**MATERIALS PROVIDED**.
++++++
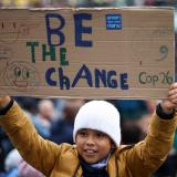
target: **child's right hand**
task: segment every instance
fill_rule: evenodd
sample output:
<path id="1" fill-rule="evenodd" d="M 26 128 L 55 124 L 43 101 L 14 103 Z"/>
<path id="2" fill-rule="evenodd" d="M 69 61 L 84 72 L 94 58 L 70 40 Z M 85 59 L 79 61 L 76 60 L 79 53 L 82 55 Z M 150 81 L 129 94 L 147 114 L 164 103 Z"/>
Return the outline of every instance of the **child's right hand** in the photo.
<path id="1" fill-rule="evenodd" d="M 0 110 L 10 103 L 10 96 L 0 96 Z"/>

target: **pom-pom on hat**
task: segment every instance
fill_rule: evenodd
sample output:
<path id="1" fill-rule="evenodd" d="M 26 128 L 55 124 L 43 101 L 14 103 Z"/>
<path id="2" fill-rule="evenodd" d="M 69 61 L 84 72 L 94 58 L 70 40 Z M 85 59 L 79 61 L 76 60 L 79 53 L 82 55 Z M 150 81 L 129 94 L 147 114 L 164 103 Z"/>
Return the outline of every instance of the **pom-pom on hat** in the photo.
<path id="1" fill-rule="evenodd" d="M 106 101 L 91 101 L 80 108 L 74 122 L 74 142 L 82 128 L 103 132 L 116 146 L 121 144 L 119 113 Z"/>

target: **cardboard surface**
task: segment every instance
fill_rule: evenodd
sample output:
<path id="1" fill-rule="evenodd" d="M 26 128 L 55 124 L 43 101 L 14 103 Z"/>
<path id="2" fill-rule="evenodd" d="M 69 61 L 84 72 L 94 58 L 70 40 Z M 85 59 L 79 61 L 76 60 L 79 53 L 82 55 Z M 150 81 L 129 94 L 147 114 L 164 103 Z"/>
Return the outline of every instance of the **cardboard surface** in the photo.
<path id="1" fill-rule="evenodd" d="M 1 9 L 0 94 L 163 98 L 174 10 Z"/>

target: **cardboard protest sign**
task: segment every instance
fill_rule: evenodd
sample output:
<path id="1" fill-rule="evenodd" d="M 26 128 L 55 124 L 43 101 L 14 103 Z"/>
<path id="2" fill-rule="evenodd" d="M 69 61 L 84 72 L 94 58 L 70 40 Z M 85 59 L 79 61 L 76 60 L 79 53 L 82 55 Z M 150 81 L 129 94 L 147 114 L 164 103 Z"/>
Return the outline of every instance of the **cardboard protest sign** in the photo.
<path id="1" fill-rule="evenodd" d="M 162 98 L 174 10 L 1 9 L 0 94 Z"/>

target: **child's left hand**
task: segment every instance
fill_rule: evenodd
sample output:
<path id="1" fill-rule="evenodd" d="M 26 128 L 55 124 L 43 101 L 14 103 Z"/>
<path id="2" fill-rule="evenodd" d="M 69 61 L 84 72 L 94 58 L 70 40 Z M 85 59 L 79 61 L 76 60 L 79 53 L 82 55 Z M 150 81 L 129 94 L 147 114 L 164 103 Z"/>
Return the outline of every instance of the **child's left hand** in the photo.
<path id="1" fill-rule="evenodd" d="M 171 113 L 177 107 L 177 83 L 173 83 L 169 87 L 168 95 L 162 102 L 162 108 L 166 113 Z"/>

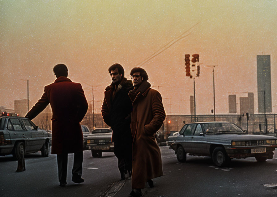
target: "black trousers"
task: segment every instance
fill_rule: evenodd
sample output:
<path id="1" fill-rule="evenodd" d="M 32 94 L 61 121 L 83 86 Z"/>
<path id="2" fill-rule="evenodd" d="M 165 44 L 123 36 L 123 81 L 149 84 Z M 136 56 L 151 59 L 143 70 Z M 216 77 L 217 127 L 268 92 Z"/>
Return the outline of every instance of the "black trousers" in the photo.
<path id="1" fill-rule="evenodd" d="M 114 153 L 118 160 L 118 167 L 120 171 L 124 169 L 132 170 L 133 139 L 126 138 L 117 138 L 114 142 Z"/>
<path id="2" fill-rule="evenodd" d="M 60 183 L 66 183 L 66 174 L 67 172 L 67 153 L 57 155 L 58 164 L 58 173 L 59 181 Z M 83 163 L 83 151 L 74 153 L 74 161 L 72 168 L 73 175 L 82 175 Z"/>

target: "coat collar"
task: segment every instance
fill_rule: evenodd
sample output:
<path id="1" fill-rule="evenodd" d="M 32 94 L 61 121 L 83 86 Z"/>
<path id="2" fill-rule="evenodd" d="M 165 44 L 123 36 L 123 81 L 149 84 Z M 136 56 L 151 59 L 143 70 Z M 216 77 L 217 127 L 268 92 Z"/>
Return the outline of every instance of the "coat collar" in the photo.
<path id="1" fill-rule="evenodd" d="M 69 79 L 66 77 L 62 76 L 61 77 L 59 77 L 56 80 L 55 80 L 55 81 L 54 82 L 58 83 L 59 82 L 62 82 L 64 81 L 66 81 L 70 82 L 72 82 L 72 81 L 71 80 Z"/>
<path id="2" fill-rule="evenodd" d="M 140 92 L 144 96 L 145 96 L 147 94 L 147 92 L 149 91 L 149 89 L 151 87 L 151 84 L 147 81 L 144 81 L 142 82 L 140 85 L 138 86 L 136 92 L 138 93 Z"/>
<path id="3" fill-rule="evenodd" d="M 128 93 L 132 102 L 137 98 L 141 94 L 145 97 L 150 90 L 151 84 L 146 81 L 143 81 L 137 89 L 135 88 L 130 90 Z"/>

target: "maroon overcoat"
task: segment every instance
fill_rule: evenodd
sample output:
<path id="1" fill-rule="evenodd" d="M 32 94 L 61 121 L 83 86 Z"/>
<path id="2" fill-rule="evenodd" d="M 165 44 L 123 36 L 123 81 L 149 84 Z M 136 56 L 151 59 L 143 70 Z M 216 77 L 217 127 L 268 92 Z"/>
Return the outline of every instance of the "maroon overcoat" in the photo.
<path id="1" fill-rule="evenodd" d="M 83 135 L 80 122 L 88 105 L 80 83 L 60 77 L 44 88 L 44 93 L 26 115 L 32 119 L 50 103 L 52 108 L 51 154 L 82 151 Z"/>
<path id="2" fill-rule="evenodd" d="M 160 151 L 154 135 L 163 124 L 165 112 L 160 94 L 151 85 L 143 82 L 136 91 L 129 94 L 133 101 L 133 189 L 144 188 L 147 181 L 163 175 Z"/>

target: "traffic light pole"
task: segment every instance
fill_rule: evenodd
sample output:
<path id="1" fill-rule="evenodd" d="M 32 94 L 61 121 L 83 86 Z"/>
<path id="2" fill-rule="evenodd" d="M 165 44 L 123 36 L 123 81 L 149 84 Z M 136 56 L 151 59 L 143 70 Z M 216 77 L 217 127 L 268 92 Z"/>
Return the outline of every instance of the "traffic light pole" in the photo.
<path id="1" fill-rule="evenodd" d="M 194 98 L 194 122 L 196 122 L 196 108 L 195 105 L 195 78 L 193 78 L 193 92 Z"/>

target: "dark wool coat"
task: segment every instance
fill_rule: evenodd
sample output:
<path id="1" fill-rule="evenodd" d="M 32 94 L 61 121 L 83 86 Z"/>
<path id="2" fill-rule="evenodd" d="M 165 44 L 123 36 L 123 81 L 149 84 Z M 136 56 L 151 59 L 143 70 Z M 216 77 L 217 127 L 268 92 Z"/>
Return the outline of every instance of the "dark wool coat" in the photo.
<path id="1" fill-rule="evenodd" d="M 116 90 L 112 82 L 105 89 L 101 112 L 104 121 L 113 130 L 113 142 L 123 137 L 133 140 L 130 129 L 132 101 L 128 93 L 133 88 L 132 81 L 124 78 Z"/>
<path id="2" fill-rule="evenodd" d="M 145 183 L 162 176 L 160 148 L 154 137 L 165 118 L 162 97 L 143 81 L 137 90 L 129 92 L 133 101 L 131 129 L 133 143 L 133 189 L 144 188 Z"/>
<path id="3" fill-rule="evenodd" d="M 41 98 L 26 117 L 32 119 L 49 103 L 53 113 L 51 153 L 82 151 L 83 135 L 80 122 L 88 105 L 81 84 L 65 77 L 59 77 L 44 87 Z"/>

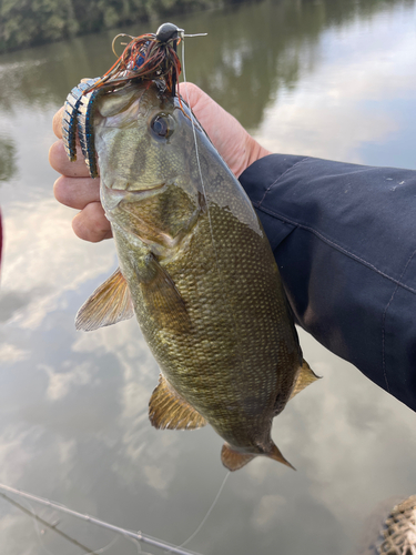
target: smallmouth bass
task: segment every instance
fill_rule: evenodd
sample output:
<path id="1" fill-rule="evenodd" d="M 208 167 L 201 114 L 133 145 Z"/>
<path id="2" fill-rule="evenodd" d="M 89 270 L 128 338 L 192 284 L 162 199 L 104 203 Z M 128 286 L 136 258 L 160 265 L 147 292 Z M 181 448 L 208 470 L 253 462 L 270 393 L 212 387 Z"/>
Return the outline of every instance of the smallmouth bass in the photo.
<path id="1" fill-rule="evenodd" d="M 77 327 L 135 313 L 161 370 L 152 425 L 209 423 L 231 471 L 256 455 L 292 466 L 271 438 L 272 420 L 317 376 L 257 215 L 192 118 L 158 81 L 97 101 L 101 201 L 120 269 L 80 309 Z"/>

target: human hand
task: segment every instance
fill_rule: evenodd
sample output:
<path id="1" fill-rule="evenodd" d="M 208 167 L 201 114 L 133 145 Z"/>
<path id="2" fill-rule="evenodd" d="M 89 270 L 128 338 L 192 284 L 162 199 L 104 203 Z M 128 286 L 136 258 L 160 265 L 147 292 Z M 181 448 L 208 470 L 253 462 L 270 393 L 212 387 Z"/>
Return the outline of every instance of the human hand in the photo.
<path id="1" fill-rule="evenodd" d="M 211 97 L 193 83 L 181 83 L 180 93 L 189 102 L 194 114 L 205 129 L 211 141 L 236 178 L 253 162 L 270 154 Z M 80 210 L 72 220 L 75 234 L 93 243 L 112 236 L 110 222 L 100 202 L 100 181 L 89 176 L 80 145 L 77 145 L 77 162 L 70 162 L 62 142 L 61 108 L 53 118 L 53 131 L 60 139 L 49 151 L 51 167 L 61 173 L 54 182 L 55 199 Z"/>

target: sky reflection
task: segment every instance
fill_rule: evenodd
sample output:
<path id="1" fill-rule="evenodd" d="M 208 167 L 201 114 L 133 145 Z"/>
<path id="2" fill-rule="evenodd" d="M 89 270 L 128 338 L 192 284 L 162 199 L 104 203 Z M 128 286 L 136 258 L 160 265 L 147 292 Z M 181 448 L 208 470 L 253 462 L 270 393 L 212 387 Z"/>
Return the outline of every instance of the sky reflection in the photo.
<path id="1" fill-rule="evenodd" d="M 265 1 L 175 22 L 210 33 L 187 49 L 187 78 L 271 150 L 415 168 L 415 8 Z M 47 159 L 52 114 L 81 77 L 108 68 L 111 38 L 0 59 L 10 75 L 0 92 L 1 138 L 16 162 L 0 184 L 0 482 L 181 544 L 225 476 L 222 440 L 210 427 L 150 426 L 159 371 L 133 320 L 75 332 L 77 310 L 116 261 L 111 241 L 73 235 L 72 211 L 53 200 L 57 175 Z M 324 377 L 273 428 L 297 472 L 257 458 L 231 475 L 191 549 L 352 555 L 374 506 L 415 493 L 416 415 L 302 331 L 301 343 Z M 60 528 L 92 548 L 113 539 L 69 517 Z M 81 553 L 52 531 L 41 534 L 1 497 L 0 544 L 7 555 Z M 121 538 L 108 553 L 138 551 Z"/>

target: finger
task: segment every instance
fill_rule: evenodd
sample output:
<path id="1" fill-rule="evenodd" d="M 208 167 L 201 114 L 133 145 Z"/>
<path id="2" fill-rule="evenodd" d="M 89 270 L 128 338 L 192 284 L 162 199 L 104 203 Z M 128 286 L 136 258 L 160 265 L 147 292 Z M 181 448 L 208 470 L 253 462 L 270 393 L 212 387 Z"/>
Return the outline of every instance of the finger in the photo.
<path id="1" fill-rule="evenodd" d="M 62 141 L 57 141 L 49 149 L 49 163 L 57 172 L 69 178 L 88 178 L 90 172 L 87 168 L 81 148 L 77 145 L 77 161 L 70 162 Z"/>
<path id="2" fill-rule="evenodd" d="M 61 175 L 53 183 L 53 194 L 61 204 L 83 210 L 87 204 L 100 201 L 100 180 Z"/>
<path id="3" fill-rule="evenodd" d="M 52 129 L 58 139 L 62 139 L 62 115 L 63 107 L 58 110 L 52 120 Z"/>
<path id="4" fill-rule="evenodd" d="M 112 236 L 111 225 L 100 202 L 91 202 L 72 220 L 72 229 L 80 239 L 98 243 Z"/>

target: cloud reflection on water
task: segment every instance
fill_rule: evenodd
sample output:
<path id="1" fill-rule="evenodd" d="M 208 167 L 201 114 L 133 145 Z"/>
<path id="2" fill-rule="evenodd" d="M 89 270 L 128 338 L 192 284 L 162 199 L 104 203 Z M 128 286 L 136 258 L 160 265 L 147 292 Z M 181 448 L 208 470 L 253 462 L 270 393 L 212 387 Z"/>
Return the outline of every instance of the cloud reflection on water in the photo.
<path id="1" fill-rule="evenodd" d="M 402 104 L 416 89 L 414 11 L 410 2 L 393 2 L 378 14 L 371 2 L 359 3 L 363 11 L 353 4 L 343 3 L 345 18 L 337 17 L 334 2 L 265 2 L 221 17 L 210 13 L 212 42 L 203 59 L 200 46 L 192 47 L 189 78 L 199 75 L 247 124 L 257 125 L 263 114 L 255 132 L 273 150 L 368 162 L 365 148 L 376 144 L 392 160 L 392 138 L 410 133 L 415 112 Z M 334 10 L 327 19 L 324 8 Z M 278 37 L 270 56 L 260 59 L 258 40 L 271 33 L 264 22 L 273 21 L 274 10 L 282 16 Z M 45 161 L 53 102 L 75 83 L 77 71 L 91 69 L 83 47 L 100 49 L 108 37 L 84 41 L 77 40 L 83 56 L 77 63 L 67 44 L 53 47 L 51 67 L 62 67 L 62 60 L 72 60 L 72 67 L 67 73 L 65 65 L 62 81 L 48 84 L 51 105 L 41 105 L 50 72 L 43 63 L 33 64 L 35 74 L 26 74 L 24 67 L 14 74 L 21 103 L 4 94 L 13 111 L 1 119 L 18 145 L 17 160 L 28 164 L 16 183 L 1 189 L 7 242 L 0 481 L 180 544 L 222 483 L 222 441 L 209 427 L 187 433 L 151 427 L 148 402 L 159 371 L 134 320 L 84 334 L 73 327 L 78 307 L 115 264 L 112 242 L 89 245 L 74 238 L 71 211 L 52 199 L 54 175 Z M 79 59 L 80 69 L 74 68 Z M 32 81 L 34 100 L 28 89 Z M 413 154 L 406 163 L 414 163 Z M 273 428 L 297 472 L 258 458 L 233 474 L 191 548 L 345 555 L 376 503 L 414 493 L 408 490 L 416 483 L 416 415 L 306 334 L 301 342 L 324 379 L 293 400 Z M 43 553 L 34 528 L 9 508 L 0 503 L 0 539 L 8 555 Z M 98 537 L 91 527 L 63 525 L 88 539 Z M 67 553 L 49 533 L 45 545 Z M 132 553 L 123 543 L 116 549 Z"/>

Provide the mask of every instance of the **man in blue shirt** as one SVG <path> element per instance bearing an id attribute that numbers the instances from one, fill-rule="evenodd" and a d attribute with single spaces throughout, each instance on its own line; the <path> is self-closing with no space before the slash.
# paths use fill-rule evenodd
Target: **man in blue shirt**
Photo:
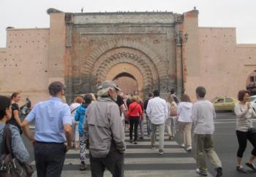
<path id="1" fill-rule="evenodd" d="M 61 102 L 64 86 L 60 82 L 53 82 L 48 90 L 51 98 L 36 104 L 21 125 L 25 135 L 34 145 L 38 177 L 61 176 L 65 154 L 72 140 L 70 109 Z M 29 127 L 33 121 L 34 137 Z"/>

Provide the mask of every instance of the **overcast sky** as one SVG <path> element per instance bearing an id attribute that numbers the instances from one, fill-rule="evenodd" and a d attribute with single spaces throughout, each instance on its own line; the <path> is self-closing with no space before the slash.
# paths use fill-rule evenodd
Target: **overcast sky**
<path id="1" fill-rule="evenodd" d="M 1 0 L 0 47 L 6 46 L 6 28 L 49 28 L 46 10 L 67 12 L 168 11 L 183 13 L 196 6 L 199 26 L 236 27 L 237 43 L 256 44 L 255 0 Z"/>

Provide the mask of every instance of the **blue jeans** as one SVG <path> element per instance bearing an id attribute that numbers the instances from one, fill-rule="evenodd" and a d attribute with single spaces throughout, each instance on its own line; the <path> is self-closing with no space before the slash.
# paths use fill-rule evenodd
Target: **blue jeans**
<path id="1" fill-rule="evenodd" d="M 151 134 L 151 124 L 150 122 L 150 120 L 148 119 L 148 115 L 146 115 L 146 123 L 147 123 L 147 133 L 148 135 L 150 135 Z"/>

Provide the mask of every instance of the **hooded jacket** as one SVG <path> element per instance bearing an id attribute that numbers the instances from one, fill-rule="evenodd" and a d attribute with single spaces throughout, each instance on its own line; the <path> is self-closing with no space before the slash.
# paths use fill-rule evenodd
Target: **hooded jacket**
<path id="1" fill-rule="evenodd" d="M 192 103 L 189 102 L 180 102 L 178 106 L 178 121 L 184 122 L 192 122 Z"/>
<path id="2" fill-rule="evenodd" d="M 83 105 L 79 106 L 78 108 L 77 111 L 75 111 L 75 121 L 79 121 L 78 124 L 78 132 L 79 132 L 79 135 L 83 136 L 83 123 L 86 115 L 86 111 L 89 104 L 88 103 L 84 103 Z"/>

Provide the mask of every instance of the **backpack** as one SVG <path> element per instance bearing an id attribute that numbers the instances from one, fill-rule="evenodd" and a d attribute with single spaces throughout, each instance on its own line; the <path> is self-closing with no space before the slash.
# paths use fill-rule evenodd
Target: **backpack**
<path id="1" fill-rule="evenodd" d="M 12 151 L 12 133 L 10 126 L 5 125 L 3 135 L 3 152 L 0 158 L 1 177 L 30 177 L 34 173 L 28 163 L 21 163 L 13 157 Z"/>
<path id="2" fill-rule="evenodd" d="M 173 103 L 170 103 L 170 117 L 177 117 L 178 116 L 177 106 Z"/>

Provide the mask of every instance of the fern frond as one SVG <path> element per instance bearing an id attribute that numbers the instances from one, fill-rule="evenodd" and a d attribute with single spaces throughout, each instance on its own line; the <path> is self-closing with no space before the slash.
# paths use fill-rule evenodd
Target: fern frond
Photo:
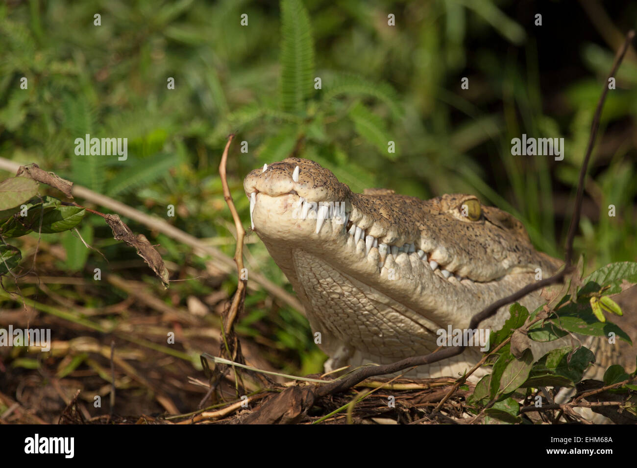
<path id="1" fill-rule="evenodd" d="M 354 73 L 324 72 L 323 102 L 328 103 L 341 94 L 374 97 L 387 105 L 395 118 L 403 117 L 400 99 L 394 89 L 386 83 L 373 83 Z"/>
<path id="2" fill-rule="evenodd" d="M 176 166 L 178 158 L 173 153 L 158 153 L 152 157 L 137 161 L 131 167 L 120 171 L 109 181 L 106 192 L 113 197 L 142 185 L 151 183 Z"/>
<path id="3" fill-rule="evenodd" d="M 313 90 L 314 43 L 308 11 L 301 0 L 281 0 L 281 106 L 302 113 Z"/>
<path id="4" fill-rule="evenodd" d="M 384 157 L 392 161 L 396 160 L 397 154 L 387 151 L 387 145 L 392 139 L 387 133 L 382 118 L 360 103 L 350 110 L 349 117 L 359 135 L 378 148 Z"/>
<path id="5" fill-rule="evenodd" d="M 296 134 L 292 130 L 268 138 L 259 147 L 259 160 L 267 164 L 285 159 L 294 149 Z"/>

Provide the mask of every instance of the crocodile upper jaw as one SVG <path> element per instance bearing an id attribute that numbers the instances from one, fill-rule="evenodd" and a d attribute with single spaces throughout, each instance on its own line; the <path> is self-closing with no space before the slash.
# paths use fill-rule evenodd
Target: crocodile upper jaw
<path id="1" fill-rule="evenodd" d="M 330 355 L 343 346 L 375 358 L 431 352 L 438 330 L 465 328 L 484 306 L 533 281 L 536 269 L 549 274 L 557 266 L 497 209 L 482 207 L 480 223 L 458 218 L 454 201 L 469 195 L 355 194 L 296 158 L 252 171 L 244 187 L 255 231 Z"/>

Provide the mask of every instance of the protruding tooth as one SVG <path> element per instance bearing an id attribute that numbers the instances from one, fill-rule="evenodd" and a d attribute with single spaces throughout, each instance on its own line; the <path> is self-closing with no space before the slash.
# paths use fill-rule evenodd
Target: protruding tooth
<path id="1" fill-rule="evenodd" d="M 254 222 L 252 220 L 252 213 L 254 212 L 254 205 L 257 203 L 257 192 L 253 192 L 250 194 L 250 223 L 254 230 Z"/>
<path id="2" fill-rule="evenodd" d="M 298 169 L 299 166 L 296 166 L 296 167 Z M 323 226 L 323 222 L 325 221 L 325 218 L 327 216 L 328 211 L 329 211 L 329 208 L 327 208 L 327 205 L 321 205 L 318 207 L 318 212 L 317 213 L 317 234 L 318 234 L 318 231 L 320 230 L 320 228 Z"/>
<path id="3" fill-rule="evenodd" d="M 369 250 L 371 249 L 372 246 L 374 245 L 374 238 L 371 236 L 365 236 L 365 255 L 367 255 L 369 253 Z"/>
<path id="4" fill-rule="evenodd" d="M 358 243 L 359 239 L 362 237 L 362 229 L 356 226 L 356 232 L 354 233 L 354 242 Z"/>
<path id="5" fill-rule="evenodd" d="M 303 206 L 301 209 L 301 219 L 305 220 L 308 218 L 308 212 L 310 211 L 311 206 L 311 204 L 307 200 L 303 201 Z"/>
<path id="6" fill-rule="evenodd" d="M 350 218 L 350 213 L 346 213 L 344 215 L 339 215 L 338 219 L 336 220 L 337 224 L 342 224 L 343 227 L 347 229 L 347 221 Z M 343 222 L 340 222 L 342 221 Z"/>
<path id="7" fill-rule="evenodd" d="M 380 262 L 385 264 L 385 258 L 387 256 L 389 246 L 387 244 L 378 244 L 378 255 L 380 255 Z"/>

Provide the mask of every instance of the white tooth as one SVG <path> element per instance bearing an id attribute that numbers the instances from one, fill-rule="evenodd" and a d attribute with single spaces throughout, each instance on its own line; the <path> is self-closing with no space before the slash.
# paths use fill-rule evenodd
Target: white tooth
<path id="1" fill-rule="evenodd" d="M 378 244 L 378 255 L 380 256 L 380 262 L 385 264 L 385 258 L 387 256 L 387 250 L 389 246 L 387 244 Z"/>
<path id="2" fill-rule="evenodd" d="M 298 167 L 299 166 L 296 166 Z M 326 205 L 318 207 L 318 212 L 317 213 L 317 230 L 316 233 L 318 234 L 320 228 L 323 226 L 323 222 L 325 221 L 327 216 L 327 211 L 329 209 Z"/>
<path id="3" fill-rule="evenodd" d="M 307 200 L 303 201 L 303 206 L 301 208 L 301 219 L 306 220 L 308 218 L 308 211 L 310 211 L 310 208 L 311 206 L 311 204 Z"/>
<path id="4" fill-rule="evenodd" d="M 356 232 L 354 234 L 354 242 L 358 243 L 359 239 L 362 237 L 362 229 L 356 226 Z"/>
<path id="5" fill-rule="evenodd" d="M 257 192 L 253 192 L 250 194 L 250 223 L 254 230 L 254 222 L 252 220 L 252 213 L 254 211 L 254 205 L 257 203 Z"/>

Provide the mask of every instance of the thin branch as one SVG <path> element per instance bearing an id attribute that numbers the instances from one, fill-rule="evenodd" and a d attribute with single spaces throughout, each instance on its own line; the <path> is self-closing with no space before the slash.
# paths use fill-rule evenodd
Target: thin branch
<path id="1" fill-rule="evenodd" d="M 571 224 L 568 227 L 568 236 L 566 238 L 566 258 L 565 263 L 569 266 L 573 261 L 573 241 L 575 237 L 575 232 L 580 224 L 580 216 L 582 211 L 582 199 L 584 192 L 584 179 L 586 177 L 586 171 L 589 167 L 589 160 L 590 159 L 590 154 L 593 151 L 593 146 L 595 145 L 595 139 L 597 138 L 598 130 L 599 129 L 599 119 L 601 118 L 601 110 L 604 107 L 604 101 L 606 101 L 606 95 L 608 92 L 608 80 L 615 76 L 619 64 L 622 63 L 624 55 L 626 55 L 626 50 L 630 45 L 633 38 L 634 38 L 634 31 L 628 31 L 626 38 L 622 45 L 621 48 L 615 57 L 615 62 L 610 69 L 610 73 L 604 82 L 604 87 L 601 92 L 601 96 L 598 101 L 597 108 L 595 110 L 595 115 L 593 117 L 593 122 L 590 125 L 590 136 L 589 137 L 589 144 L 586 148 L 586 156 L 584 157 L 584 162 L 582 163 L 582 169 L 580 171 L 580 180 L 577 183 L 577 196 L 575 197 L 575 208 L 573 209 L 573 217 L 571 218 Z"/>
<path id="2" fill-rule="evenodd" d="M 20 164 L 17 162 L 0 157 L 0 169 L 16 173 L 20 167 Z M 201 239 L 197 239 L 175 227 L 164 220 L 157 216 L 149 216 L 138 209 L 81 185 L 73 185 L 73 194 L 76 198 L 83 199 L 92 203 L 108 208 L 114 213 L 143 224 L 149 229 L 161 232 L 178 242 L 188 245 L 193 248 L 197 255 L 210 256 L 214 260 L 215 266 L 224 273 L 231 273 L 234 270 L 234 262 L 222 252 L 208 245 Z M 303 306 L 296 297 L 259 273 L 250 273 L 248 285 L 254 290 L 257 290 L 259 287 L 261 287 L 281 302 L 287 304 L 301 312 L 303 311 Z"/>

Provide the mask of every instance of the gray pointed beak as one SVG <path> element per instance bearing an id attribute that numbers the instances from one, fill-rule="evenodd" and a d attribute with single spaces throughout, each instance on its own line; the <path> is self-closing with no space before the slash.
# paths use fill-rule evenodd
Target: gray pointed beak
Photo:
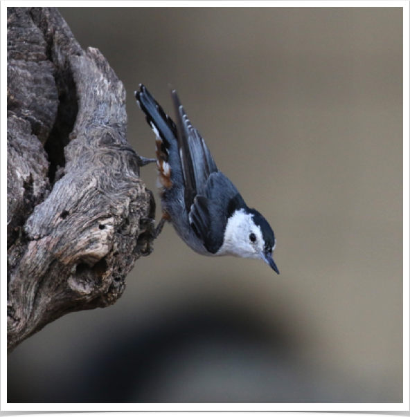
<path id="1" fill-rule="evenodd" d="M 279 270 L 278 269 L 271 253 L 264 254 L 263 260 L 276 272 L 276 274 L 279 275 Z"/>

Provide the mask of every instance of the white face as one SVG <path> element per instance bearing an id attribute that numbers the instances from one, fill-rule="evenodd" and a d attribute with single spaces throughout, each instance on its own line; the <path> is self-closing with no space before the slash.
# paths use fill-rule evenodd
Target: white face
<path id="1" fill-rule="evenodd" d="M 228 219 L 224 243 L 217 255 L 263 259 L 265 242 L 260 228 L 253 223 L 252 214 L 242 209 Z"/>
++++++
**STATED GOAL**. Put the lines of the material into a numbered list, leaving out blank lines. Begin at the line that contains "Provide the mask of every instance of the white face" and stop after the last line of the material.

**RESULT OF THE TASK**.
1. Provide the mask of every instance of the white face as one SVG <path> element per instance bearing an id attribute that numbers the instances from one, fill-rule="evenodd" and a d attribute with single spaces throughout, each instance on its own line; the <path> is self-closing with no space before the slash.
2. # paths use fill-rule evenodd
3. Target: white face
4. <path id="1" fill-rule="evenodd" d="M 228 219 L 224 243 L 217 255 L 263 259 L 265 242 L 260 228 L 253 223 L 252 214 L 242 209 Z"/>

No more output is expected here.